» **Tasks**:
a: In the IVF blog, what stage should embryos have reached by Day 3?
b: Rewrite the paragraph of the IVF blog that begins "Phew! we have 8 little embies growing" as a short bulleted list that keeps its main facts.
c: Pick up the IVF blog from its last sentence and write the next part.

» **Quoted passage**:
I couldn't concentrate on work this afternoon so I did a sneaky bit of research about embryo's and the different stages and came across a useful website, www.pregnancyivf.com that explains it in simpleton terms:

Day 0  Egg retrieval day. 
Day 1  Eggs checked for fertilisation (looking for the presence of two pronuclei)
Day 2  Embryos that have successfully fertilised should be at the 4-cell stage or more.
Day 3  Embryos should be at the 8-cell stage or more. 
Day 4  Embryos will be at the compacted morula (16-32 cell) stage.
Day 5  Embryos will be at the blastocyst stage of development.

The most important stages in development are:
  • Fertilisation
  • 4 to 8 cell stage
  • Morula to blastocyst stage
More hurdles to pass then! I also hope that I have some quality embryo's left to freeze too, apparently only 10-20% of patients have good quality embryo's to freeze, I'm not sure how true this is or what the cut-off grade is at my clinic to qualify for freezing, will cross that bridge if we get there.
Anyhoo, I will call the clinic again tomorrow and hope my Lucky 7 are still having fun in their petri dishes waiting for me.

Sunday, 21 November 2010

Grow Embies Grow

Since my egg collection on Friday I have been busy recovering :-) I even would go as far to say that I feel rather upbeat too and excited about the next stages, now there's a first.

My Weekend:
Lots of attention from my lovely OH tick
Lots of rest tick
Lots of nice food including breakfast in bed tick
Caught up with lovely friends and family tick

I waited anxiously to call the clinic on Saturday at my allotted time to find out how my ickle eggies were doing, the day of egg collection is classed as Day 0 and so Saturday was Day 1 -

Day 1 Update
15 eggs collected
13 suitable for IVF/ICSI
8 embryo's growing, grow embies grow!

Phew! we have 8 little embies growing, thank goodness for that!  My paperwork from the clinic says to expect 70% to fertilise, so depending on how you look at it, of the eggs that were collected 53% fertilised, and of those that were mature and suitable for IVF/ICSI, 60% fertilised, so not too bad I suppose, I just hope they all survive now and are of eggcellant quality :-) Dr Google tells me that grading of the embryo's takes place around Day 3 so I hope I can find out this information when I call tomorrow.

» **Source material**:
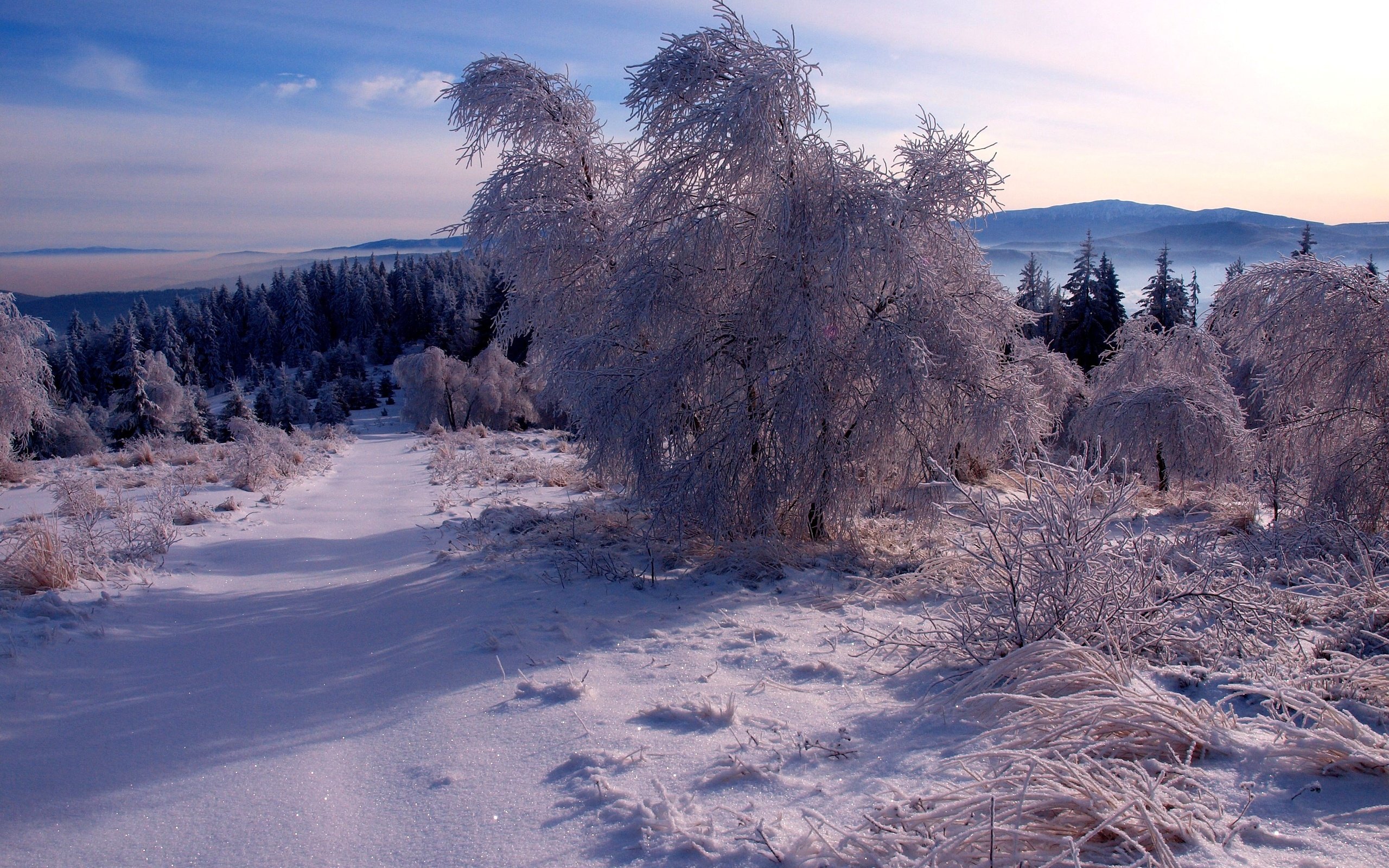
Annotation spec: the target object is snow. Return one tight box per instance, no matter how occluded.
[0,422,1389,868]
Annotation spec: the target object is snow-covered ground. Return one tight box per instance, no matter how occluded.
[0,419,1389,868]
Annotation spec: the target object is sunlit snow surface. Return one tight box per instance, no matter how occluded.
[0,419,1389,868]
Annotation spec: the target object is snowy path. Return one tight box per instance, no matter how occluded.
[0,432,877,865]
[0,427,1389,868]
[0,435,594,865]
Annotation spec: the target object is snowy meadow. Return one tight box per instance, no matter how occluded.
[0,5,1389,868]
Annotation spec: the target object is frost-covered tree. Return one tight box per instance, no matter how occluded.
[443,57,632,375]
[314,382,349,425]
[179,385,213,443]
[392,347,468,429]
[1069,317,1248,489]
[393,344,536,429]
[453,344,538,429]
[110,341,167,441]
[0,293,53,461]
[1207,254,1389,529]
[1017,253,1061,346]
[447,5,1044,536]
[1139,245,1195,329]
[144,350,193,435]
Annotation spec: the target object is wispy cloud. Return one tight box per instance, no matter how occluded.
[59,46,154,100]
[343,72,449,106]
[265,72,318,100]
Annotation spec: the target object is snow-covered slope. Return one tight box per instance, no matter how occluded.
[0,421,1389,868]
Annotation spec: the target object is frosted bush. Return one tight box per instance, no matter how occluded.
[446,5,1052,538]
[1207,256,1389,529]
[393,344,536,431]
[0,292,53,465]
[1069,317,1248,489]
[228,418,303,492]
[865,450,1289,667]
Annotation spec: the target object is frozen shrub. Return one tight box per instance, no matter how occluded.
[394,344,536,431]
[1207,256,1389,531]
[460,343,536,431]
[797,640,1238,868]
[865,450,1289,667]
[44,472,111,564]
[0,292,53,461]
[110,483,183,561]
[1069,317,1247,490]
[228,418,296,492]
[39,404,106,458]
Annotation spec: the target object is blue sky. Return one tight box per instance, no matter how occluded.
[0,0,1389,250]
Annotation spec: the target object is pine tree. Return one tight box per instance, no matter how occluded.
[1293,224,1317,256]
[314,382,347,425]
[1139,245,1179,329]
[59,344,84,404]
[216,379,256,439]
[182,386,213,443]
[1017,253,1049,328]
[1182,268,1201,328]
[256,386,275,425]
[1059,232,1124,371]
[111,346,160,441]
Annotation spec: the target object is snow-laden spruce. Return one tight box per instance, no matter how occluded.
[444,5,1052,536]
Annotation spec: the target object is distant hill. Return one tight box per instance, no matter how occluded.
[14,289,207,330]
[0,247,196,256]
[971,199,1389,303]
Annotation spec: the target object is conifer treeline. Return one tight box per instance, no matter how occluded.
[1017,232,1200,371]
[50,253,503,403]
[35,253,508,453]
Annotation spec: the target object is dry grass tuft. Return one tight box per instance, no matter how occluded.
[0,519,101,595]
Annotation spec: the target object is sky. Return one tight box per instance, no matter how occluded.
[0,0,1389,251]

» **Outputs by task**:
a: The 8-cell stage or more.

b:
- 8 embryos are growing.
- The clinic's paperwork says to expect 70% to fertilize.
- 53% of the collected eggs fertilized.
- 60% of the mature eggs suitable for IVF/ICSI fertilized.
- I hope they all survive and are of good quality.
- Embryo grading takes place around Day 3, and I hope to get that information when I call tomorrow.

c:
The clinic I am with usually transfers on Day 2 / 3 or Day 5 (blastocyst) and when I called they said I had enough embies to go forward for a Day 5 transfer (yippee) which is Wednesday (so back to work I go on Monday then). I would have really liked to have called again today to see how they are doing but the clinic were strict on the next update being on Monday, boo! I feel all protective over our little embies!

Whilst it's so nice to not be taking any injections or nasal sprays any more, I haven't fully escaped from all the drugs yet, after my egg collection I started taking Crinone, a progesterone vaginal gel, lovely! 

I have to 'administer' these once a day now in the evening and then walk around for 10-15 minutes to help it get absorbed, just what you want to do when the winter evenings are drawing in, but anyway my OH has said we can go out for a walk each evening along the river by where we live and so maybe it won't be so bad to get some fresh air. So far the side effects I have had have been sore (.)(.) and a bloated stomach, very attractive.


I've added another photo we secretly took, this is my chart of how my follicles were growing, fascinating for me, but maybe that's just because it's my follicles :-) I'm no expert but this chart also shows my endometrial lining thickness, I've just asked Dr Google and it varies what the ideal thickness is at this stage, some say between 8-13mm, and others say 7-12mm, so whichever I'm on the lower end of the range and hope I have a hospitable environment for our little embie. I have all my limbs crossed in the hope that our 8 little embies survive and get stronger each day, grow embies grow!